# Ancon Hill Clay Background Vivarium 18"x18"x24" ZooMed



## RarePlantBroker (Aug 3, 2008)

Well, as the title says, here's a quick pseudo-journal of my latest vivarium (sorry, I didn't take many pic's during construction).

Started off with one of the new(er) design 18"x18"x24" ZooMed tanks. 

To start, I put a new bead of silicone over the existing silicone at every seam in the lower 6" of the tank (I've got an older ZooMed that "tested" fine for 1 week, but has since started leaking). Better to be safe than sorry!
After sorting out which pump would work best for the drip wall, I determined the proper water depth for the pump--so that I knew where to place the height of the lowest tier. In this case, I'm using a small fountain pump, that pumps through a piece of 1/2" flexible tubing, that is connected to a 4-way drip irrigation manifold (NOTE: I late had to remove the screen at the bottom of the manifold, as it became clogged by the tiniest of particulate in the water), and then the individual drip lines are 1/4" micro-tubing with a shut-off valve on each line. I located the shut-offs in two planter so they could be accessed after the construction was complete to adjust water flow.
I then installed a rectangular frame of 1/2" PVC, with 3/16" holes drilled every inch, in the back half of the tank and a riser pipe along the back edge to allow me to remove excess water when needed.
I then created a false bottom out of "egg crate" light diffuser panel(s), and supported them with multiple 1 1/4" PVC couplings. I then cut and fit a piece of "Matala Mat" pond filter along the front edge of the false bottom (where the water feature would be open) to keep frogs/tadpoles from ending up under the false bottom. 
I also created a second tier with another layer of "egg crate."

» DIRECTIVE:
Repeat, word for word, the passage of the vivarium build post that starts with the words containing "## RarePlantBroker (Aug" and ends with "pic's during construction).".

» INFORMATION PROVIDED:
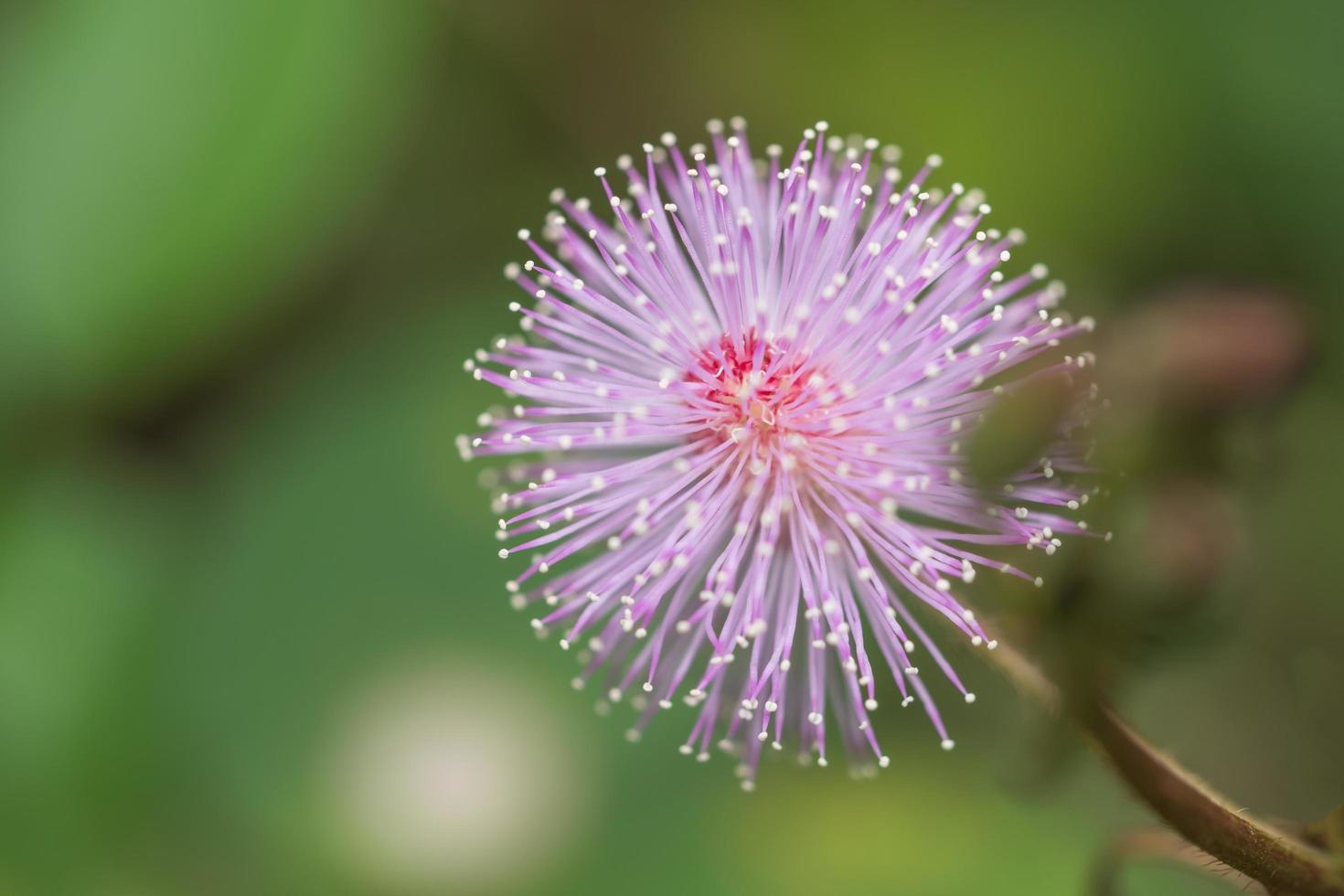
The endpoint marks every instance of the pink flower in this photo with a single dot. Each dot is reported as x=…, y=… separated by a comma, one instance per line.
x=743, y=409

» ANSWER FOR THIS EXERCISE:
## RarePlantBroker (Aug 3, 2008)

Well, as the title says, here's a quick pseudo-journal of my latest vivarium (sorry, I didn't take many pic's during construction).